**Exercise:**
Filter by the string "stem": return the lines of the material that contain it.

**The data:**
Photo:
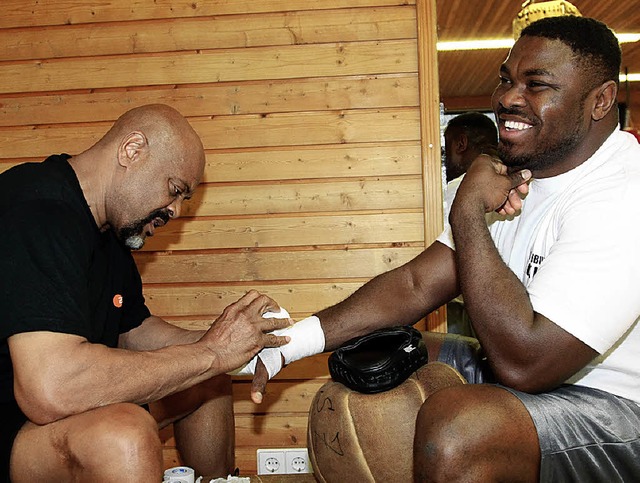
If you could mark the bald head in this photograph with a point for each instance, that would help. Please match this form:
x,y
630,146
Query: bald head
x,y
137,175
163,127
---
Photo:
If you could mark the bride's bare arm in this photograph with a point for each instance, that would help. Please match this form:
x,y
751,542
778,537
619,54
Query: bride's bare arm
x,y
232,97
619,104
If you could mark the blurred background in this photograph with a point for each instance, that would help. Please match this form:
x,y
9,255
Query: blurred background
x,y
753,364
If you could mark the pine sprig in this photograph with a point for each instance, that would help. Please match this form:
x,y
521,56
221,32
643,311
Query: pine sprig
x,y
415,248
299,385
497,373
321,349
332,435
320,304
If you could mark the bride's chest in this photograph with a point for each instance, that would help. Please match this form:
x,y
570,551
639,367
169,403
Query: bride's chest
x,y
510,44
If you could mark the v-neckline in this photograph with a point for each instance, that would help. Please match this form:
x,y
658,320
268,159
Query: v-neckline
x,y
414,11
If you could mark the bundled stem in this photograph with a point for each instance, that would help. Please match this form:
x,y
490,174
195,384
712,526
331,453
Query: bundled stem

**Exercise result:**
If you could mark the bundled stem in this photograph with a point for each instance, that would help. Please match this form:
Query: bundled stem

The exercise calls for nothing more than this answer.